Instructions for the task -> Below are some entries; state how many of their lines contain the word "handle", with nothing else in the reply.

Available records ->
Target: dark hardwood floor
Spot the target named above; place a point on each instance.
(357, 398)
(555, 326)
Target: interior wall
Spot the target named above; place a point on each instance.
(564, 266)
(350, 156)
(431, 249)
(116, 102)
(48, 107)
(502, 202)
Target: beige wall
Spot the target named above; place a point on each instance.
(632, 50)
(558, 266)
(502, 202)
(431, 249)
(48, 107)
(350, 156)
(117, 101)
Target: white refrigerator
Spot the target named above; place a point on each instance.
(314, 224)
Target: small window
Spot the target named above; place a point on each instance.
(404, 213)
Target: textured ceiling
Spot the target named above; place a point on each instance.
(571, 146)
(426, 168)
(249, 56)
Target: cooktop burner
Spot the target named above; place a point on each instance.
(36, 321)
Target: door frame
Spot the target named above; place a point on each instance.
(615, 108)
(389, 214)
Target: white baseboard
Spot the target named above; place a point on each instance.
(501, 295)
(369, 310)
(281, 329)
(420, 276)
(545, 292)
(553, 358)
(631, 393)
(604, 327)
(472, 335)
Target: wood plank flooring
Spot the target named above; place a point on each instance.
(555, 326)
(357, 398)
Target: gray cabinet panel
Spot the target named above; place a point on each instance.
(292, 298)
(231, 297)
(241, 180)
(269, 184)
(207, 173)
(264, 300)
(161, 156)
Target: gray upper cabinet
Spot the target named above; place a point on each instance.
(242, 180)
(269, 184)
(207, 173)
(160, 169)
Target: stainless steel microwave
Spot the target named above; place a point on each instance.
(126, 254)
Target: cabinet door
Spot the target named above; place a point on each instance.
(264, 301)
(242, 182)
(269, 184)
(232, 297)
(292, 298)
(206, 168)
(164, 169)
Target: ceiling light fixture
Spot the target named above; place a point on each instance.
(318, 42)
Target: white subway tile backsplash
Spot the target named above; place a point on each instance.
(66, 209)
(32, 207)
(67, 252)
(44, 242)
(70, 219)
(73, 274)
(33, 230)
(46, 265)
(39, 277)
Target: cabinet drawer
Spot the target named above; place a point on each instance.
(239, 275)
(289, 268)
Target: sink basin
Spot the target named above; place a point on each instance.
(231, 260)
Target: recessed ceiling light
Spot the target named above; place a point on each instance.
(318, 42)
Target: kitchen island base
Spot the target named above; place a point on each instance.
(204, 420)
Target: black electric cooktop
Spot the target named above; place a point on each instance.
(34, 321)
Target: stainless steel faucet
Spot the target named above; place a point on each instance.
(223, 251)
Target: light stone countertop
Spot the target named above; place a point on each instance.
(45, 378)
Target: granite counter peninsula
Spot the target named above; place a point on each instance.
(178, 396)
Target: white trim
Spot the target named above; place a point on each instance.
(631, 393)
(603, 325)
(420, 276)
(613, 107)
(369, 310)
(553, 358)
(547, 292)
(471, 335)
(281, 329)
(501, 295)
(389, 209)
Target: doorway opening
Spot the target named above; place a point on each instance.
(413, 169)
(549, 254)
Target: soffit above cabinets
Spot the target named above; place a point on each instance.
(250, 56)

==

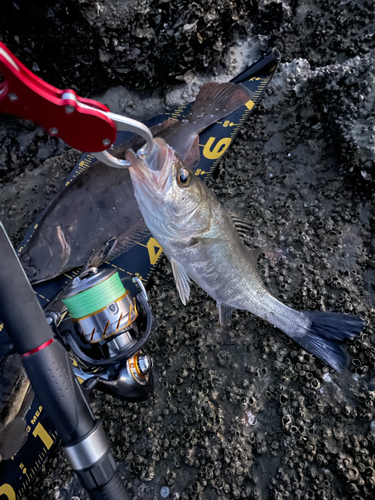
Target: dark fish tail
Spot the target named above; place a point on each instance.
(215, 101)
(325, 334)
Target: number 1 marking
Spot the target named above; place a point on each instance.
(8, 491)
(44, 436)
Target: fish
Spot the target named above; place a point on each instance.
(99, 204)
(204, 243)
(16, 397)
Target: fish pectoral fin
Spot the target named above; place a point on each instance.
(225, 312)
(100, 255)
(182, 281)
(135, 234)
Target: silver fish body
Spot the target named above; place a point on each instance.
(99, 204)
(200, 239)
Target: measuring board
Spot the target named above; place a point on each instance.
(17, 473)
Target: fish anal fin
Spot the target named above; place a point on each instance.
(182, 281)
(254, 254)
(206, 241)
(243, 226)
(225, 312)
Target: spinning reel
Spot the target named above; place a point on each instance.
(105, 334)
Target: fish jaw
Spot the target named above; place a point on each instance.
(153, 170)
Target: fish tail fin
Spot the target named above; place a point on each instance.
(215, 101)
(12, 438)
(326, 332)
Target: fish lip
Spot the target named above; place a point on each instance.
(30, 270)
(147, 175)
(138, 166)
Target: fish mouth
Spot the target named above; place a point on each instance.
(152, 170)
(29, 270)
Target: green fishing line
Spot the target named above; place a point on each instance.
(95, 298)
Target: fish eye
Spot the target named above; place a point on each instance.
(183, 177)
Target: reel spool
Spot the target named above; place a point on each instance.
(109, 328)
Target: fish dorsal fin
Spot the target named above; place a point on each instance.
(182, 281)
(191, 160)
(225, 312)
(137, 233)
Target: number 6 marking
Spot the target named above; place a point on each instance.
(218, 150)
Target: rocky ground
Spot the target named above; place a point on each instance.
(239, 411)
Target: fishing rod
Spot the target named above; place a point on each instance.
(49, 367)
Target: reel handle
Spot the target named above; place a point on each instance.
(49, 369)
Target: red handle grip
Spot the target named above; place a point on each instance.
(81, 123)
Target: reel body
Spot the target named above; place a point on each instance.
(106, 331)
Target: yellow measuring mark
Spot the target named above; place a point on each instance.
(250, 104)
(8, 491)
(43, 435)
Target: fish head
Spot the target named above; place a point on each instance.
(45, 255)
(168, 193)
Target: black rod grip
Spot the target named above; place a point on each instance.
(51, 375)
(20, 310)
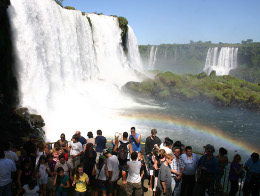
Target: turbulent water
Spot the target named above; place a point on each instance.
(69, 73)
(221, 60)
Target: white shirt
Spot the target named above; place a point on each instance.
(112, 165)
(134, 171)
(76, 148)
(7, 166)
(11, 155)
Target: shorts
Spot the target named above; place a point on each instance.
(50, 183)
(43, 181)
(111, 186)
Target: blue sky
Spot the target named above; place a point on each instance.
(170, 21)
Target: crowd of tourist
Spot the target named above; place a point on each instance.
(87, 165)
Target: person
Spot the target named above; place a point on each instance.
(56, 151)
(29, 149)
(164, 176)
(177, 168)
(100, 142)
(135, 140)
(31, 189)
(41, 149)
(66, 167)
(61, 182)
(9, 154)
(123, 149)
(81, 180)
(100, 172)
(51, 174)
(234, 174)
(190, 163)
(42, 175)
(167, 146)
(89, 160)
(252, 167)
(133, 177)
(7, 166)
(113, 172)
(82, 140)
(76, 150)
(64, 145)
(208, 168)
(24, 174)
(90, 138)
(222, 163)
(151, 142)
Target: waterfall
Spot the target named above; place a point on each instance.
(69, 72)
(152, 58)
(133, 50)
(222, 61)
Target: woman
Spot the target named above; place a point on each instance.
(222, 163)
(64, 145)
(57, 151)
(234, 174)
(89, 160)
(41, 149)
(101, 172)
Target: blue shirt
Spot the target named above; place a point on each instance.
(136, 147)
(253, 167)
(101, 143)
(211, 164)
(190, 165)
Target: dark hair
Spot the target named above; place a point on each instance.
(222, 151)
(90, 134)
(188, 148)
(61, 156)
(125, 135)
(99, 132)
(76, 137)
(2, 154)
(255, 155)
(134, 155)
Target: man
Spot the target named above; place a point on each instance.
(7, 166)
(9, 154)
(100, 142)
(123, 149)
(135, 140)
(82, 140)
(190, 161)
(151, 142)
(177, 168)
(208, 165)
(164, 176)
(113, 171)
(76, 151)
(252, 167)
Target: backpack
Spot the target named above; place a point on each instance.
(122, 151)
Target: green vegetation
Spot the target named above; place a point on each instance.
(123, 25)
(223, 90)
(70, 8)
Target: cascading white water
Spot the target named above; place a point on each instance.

Answer to the exercise -> 2